## Given records:
════
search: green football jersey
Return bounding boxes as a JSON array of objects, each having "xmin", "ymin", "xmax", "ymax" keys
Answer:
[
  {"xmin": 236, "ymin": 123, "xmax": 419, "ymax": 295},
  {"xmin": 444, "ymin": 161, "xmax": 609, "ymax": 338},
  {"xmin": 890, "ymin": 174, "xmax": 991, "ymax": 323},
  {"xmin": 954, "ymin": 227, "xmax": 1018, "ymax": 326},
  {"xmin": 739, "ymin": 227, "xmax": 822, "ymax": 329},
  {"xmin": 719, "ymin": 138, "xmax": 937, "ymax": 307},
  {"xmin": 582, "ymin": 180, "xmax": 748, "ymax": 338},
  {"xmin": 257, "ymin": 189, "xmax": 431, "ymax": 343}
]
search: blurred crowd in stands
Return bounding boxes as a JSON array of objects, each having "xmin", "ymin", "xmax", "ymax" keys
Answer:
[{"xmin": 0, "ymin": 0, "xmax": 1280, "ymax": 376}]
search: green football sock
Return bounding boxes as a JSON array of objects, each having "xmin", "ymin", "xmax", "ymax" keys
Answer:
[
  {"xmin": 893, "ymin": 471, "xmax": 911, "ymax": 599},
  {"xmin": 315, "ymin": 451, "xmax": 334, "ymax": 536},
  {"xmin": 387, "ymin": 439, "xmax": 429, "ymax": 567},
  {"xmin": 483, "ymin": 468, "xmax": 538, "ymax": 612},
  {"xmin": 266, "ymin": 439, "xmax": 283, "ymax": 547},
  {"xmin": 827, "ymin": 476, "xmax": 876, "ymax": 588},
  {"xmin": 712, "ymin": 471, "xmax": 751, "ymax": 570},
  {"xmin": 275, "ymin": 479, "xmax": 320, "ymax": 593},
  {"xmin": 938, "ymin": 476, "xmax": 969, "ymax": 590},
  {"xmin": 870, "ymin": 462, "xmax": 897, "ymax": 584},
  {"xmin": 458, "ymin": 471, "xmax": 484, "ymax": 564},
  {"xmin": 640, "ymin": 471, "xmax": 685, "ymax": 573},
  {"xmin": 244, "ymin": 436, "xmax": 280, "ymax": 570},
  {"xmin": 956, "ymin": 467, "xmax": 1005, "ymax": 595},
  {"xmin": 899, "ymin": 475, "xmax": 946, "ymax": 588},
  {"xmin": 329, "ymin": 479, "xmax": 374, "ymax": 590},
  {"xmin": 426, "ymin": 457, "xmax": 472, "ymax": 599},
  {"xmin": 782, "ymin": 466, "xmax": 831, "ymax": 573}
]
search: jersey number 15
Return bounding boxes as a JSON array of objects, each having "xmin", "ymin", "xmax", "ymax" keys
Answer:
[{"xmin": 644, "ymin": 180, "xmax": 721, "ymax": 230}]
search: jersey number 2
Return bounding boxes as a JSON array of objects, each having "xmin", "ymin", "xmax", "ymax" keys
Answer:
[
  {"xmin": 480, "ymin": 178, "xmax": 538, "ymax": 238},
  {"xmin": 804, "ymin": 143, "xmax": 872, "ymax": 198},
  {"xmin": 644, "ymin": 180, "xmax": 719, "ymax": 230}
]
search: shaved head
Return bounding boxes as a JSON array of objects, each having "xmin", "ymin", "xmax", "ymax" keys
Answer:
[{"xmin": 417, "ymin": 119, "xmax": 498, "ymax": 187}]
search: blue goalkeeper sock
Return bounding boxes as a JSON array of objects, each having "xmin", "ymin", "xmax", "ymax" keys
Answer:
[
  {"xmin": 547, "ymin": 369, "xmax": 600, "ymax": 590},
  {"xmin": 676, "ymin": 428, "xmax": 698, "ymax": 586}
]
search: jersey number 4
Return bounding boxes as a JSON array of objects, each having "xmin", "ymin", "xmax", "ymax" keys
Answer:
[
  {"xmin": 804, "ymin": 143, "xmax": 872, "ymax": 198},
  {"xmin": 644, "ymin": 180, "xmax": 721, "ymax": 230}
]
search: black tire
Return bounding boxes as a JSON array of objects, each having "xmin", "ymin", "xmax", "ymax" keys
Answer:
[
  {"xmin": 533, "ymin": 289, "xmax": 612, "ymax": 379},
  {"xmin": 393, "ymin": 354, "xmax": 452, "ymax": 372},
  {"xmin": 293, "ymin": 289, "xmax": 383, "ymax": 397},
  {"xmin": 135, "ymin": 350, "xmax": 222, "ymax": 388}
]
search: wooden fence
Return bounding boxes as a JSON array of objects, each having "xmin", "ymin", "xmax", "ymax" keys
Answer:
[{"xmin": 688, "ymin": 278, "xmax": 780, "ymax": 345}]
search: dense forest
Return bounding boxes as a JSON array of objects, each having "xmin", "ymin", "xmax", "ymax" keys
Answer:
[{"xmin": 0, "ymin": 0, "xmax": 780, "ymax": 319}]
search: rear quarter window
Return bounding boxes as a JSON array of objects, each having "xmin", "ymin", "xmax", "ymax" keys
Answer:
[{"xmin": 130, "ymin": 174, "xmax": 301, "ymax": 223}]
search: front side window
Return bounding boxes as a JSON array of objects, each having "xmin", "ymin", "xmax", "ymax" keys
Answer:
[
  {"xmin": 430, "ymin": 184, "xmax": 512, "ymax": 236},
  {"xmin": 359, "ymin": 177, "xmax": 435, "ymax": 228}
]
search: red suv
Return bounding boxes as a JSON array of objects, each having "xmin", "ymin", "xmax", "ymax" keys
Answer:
════
## The request:
Starting at the line that contains "search: wooden fence" and ending at the final line above, write out those lines again, requests included. Scale every coordinate in the answers by 1.8 and round to whole numbers, with halves rounded up, and give nothing else.

## Correct output:
search: wooden fence
Return bounding boxes as a JSON array of objects, each having "xmin", "ymin", "xmax", "ymax" keys
Answer:
[{"xmin": 1238, "ymin": 500, "xmax": 1404, "ymax": 621}]
search: dense forest
Return bounding boxes as a JSON array of objects, each having "xmin", "ymin", "xmax", "ymax" keys
Answer:
[{"xmin": 0, "ymin": 0, "xmax": 1404, "ymax": 574}]
search: rear quarter window
Return bounding boxes as a JSON array of objects, each having "xmin", "ymin", "xmax", "ymax" keys
Answer:
[{"xmin": 234, "ymin": 313, "xmax": 542, "ymax": 401}]
search: front side window
Return bounding boxes as a JSON array of objects, each having "xmin", "ymin", "xmax", "ymax" keys
Answer:
[
  {"xmin": 774, "ymin": 331, "xmax": 922, "ymax": 425},
  {"xmin": 646, "ymin": 319, "xmax": 783, "ymax": 410}
]
search: red suv
Return bounding boxes as a JSON array of objects, each having "xmin", "ymin", "xmax", "ymax" keys
Answer:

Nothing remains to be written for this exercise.